**PROVIDED RECORDS**
● ● ● ● ● ● ●

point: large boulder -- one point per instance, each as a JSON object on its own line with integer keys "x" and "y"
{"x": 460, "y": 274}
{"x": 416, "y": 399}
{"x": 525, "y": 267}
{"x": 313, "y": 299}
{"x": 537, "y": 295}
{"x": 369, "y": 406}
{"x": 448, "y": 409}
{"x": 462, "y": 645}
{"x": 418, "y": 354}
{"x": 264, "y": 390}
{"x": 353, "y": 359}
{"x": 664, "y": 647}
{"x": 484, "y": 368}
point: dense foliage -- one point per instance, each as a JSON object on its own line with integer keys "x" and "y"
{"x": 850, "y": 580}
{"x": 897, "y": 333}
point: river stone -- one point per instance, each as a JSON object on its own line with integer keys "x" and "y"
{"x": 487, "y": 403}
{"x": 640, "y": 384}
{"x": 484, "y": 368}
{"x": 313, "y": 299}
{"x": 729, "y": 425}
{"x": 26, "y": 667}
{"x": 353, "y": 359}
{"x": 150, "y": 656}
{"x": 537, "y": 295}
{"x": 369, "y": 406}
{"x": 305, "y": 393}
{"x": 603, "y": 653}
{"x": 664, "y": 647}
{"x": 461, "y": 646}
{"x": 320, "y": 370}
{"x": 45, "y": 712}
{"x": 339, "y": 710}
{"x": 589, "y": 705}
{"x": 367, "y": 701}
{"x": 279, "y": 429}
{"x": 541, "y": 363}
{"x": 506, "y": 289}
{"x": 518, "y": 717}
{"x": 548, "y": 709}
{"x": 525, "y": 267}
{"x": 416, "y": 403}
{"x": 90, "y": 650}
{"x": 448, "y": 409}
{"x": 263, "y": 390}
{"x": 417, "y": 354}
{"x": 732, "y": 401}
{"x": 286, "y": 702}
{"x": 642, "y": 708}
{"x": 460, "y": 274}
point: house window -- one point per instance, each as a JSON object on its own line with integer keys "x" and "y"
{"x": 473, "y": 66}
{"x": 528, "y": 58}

● ● ● ● ● ● ●

**INSTRUCTION**
Return every line from the one containing "point: house window" down to the end of the entries, reproducing each line without alteration.

**SOLUTION TO THIS TASK**
point: house window -- one point per instance, each as a JSON object on its own line with integer keys "x" and "y"
{"x": 473, "y": 66}
{"x": 528, "y": 58}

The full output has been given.